Don't think it's color per se that I object to, but the composition as architecture in this specific project and then the greater use of design gimmicks in urban planning as a crutch rather than as a tool. There are many new urban housing projects that use color perfectly in NYC.
The superkilen park in Copenhagen seems like a nice one-off, one that children especially may enjoy. My critique is more to how this childish design quality is being exported into many other places, and a growing sense that the urban core is being suburbanized. What adult spaces are left? Does the entire world need to be a Marvel movie? What happened to hard urbanism vs. soft urbanism? Look closer at the current Maki projects and you will be surprised at their generosity and seamless positive and negative spaces working together.
Gehl claims to be a Jane Jacobs disciple (as to many) but reading Death and Life it is clear her positions are more nuanced: "A city sidewalk by itself is nothing. It is an abstraction. It means something only in conjunction with the buildings and other uses that border it, or border other sidewalks very near it."

○ ○ ○ ○

**Problem to solve**
Answer these questions using the comment on urban design above:
1. In which city does the writer say many new urban housing projects use color perfectly?
2. What park in Copenhagen does the writer call a nice one-off?
3. Whose disciple does Gehl claim to be?

[Box-labeled dataset extracts]
○ ○ ○ ○

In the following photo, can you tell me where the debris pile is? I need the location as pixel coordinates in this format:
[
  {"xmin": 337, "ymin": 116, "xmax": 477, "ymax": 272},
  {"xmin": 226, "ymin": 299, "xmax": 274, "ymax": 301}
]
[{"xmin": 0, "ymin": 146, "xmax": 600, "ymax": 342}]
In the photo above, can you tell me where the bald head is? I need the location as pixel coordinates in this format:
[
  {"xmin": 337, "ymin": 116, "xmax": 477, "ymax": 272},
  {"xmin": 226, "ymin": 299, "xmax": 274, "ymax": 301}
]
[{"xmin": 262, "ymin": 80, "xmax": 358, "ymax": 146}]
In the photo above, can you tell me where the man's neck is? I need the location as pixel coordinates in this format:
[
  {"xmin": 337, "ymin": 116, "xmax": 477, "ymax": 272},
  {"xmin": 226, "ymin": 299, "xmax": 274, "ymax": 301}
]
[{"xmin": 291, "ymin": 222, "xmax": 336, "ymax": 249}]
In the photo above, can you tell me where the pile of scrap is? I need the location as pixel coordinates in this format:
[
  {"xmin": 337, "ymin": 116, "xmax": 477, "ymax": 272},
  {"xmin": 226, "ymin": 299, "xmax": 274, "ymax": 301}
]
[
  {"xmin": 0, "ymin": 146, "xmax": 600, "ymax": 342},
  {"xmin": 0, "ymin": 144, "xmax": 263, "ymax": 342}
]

○ ○ ○ ○

**Exercise result**
1. NYC
2. The superkilen park
3. Jane Jacobs